TASK TO COMPLETE — Transcribe all the entries word for word, omitting any pictures they contain.

INPUT RECORDS —

+++

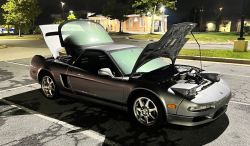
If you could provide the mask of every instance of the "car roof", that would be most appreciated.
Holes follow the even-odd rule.
[[[139,48],[138,46],[134,45],[124,45],[124,44],[102,44],[102,45],[96,45],[96,46],[90,46],[85,49],[91,49],[91,50],[102,50],[105,52],[110,52],[110,51],[116,51],[116,50],[122,50],[126,48]]]

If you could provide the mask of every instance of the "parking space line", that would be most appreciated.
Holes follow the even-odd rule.
[[[27,65],[27,64],[15,63],[15,62],[10,62],[10,61],[3,61],[3,62],[15,64],[15,65],[21,65],[21,66],[30,66],[30,65]]]
[[[13,103],[11,101],[8,101],[8,100],[5,100],[5,99],[0,99],[0,101],[4,102],[6,104],[12,105],[12,106],[16,106],[17,108],[21,108],[22,110],[24,110],[24,111],[26,111],[26,112],[28,112],[30,114],[33,114],[33,115],[38,116],[40,118],[46,119],[46,120],[48,120],[50,122],[53,122],[55,124],[62,125],[63,127],[66,127],[66,128],[68,128],[70,130],[76,130],[76,131],[80,130],[80,132],[77,132],[77,133],[84,134],[84,135],[86,135],[86,136],[88,136],[90,138],[98,140],[99,142],[104,143],[105,141],[108,141],[109,143],[112,143],[113,145],[120,146],[119,143],[116,143],[116,142],[113,142],[113,141],[111,141],[109,139],[106,139],[105,135],[102,135],[102,134],[100,134],[100,133],[98,133],[96,131],[93,131],[93,130],[84,130],[84,129],[81,131],[81,129],[82,129],[81,127],[74,126],[74,125],[68,124],[68,123],[66,123],[64,121],[60,121],[58,119],[54,119],[54,118],[48,117],[48,116],[43,115],[43,114],[41,114],[41,113],[39,113],[37,111],[34,111],[34,110],[28,109],[28,108],[26,108],[24,106],[15,104],[15,103]]]
[[[20,88],[24,88],[24,87],[29,87],[29,86],[33,86],[33,85],[37,85],[38,83],[34,83],[34,84],[29,84],[29,85],[25,85],[25,86],[21,86],[21,87],[16,87],[16,88],[10,88],[10,89],[6,89],[6,90],[0,90],[0,93],[2,92],[6,92],[6,91],[12,91],[12,90],[16,90],[16,89],[20,89]]]
[[[250,78],[250,76],[245,76],[245,75],[236,75],[236,74],[225,74],[225,73],[222,73],[222,75],[239,76],[239,77],[246,77],[246,78]]]
[[[242,105],[248,105],[248,106],[250,106],[249,103],[244,103],[244,102],[237,102],[237,101],[229,101],[229,102],[235,103],[235,104],[242,104]]]

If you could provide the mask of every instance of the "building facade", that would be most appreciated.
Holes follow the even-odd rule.
[[[149,33],[151,28],[151,16],[131,14],[127,16],[128,19],[121,23],[121,30],[123,32],[145,32]],[[168,15],[160,15],[154,17],[153,30],[154,32],[167,31],[167,17]],[[120,29],[120,21],[117,19],[110,19],[102,15],[92,15],[88,17],[89,20],[100,23],[107,31],[118,32]]]
[[[250,19],[245,19],[245,26],[250,26]],[[216,26],[214,21],[206,21],[206,30],[215,31]],[[233,32],[240,31],[241,28],[241,19],[236,20],[222,20],[222,23],[219,27],[220,32]]]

+++

ANSWER BELOW —
If you could provide the mask of every instance of the "car roof", that would be most appreciated.
Holes follow the even-odd rule.
[[[139,48],[138,46],[134,45],[124,45],[124,44],[102,44],[102,45],[96,45],[96,46],[90,46],[85,49],[91,49],[91,50],[102,50],[105,52],[110,52],[110,51],[116,51],[116,50],[122,50],[126,48]]]

If you could provide the mask of every instance of the "parking space line", that would be most appreciated.
Holes follow the even-odd rule.
[[[27,65],[27,64],[15,63],[15,62],[10,62],[10,61],[3,61],[3,62],[15,64],[15,65],[21,65],[21,66],[30,66],[30,65]]]
[[[13,103],[11,101],[8,101],[8,100],[5,100],[5,99],[0,99],[0,101],[4,102],[6,104],[12,105],[12,106],[16,106],[17,108],[21,108],[22,110],[24,110],[24,111],[26,111],[26,112],[28,112],[30,114],[33,114],[33,115],[38,116],[40,118],[46,119],[46,120],[48,120],[50,122],[53,122],[55,124],[62,125],[63,127],[66,127],[66,128],[68,128],[70,130],[76,130],[76,131],[80,130],[80,132],[77,132],[77,133],[84,134],[84,135],[86,135],[86,136],[88,136],[90,138],[98,140],[99,142],[104,143],[105,141],[108,141],[109,143],[112,143],[113,145],[120,146],[119,143],[116,143],[116,142],[113,142],[113,141],[111,141],[109,139],[106,139],[105,135],[102,135],[102,134],[100,134],[100,133],[98,133],[96,131],[93,131],[93,130],[84,130],[84,129],[81,131],[81,129],[82,129],[81,127],[74,126],[74,125],[68,124],[68,123],[66,123],[64,121],[60,121],[58,119],[54,119],[54,118],[48,117],[48,116],[43,115],[43,114],[41,114],[41,113],[39,113],[37,111],[34,111],[34,110],[28,109],[28,108],[26,108],[24,106],[15,104],[15,103]]]
[[[20,88],[24,88],[24,87],[29,87],[29,86],[33,86],[33,85],[37,85],[38,83],[34,83],[34,84],[29,84],[29,85],[25,85],[25,86],[21,86],[21,87],[16,87],[16,88],[10,88],[10,89],[6,89],[6,90],[0,90],[0,93],[2,92],[6,92],[6,91],[12,91],[12,90],[16,90],[16,89],[20,89]]]
[[[250,78],[250,76],[245,76],[245,75],[236,75],[236,74],[225,74],[225,73],[222,73],[222,75],[239,76],[239,77],[246,77],[246,78]]]
[[[242,105],[248,105],[248,106],[250,106],[249,103],[244,103],[244,102],[237,102],[237,101],[229,101],[229,102],[235,103],[235,104],[242,104]]]

If you could provide the mask of every instance of the "building facade", that would be most appreciated.
Holes follow the even-odd rule.
[[[149,33],[151,28],[151,16],[131,14],[127,16],[128,19],[121,23],[121,30],[123,32],[145,32]],[[168,15],[160,15],[154,17],[153,30],[154,32],[167,31],[167,17]],[[120,29],[120,21],[117,19],[110,19],[102,15],[92,15],[88,17],[89,20],[100,23],[107,31],[118,32]]]
[[[250,19],[245,19],[245,26],[250,26]],[[216,26],[214,21],[206,21],[206,30],[215,31]],[[233,32],[240,31],[241,28],[241,19],[236,20],[222,20],[222,23],[219,27],[220,32]]]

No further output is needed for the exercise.